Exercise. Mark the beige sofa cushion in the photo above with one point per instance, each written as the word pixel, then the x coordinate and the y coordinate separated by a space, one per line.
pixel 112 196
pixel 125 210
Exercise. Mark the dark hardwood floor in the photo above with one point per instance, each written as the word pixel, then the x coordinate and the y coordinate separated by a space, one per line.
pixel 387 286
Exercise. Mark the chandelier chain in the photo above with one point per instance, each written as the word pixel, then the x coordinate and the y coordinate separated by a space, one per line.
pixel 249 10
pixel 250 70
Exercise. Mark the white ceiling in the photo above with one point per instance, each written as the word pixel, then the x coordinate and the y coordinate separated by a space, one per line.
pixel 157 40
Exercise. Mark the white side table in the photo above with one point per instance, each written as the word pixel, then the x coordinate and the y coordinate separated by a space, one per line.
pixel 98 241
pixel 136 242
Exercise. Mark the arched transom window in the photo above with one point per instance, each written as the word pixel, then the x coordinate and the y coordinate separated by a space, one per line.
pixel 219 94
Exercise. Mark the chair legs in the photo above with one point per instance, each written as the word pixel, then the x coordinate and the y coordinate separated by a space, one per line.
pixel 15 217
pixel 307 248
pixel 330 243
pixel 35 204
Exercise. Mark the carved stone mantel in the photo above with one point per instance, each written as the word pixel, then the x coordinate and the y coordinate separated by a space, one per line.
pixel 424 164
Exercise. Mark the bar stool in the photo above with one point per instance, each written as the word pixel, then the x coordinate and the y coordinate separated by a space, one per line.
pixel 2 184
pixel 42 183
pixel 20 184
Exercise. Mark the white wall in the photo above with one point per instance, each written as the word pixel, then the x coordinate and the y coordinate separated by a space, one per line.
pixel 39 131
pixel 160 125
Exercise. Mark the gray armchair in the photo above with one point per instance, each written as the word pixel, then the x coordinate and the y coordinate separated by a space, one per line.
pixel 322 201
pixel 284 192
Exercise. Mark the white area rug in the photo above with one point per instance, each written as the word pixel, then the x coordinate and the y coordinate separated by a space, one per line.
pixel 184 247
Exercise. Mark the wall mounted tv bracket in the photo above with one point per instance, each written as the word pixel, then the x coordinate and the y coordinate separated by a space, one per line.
————
• **WHAT IS REQUIRED**: Copy the lines of the listing above character for character, starting at the line that contains "Exercise. Mark the chandelier" and ending at the line that contains "pixel 250 70", with both of those lines included.

• **RESPONSE TO THIS TASK**:
Exercise. Mark the chandelier chain in the photo above with one point per instance, each written as the word pixel, then the x coordinate and the y coordinate separated by a space, one per line.
pixel 249 10
pixel 250 70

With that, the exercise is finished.